### RECORDS FOR PROCESSING:

*** Begin section ***

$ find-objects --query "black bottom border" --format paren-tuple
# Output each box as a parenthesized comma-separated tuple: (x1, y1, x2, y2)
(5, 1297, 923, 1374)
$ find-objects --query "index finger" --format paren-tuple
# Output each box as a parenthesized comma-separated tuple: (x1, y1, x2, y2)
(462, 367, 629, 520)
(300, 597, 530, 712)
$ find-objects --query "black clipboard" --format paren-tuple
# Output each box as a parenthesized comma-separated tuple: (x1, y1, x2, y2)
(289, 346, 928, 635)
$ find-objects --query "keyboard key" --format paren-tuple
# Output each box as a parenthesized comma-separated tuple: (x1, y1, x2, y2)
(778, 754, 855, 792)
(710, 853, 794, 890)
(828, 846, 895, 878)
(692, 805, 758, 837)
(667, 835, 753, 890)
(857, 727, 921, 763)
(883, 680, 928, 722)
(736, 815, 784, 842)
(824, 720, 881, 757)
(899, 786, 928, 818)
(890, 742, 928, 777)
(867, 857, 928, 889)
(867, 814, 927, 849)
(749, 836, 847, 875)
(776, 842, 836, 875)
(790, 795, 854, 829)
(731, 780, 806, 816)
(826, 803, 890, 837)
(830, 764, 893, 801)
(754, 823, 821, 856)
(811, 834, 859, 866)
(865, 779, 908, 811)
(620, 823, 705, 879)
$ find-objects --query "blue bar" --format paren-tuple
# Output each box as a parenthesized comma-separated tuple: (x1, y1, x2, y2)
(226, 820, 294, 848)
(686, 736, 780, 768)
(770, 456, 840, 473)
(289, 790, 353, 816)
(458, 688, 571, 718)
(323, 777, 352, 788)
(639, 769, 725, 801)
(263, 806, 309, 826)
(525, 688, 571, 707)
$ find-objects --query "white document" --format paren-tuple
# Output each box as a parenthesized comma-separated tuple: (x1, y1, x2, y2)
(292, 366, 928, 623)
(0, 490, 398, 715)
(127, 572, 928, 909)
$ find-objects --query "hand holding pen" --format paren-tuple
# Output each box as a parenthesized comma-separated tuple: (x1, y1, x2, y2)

*** End section ***

### WHAT YOU HAVE TO DO:
Each line above that includes "find" should be shown.

### TASK OUTPUT:
$ find-objects --query "black bottom border" --format paren-tuple
$ find-objects --query "index finger" --format paren-tuple
$ find-objects --query "black clipboard" --format paren-tuple
$ find-objects --query "keyboard key" --format paren-tuple
$ find-objects --query "blue bar" --format paren-tuple
$ find-objects --query "white document" --format paren-tuple
$ find-objects --query "hand holding pen" --format paren-tuple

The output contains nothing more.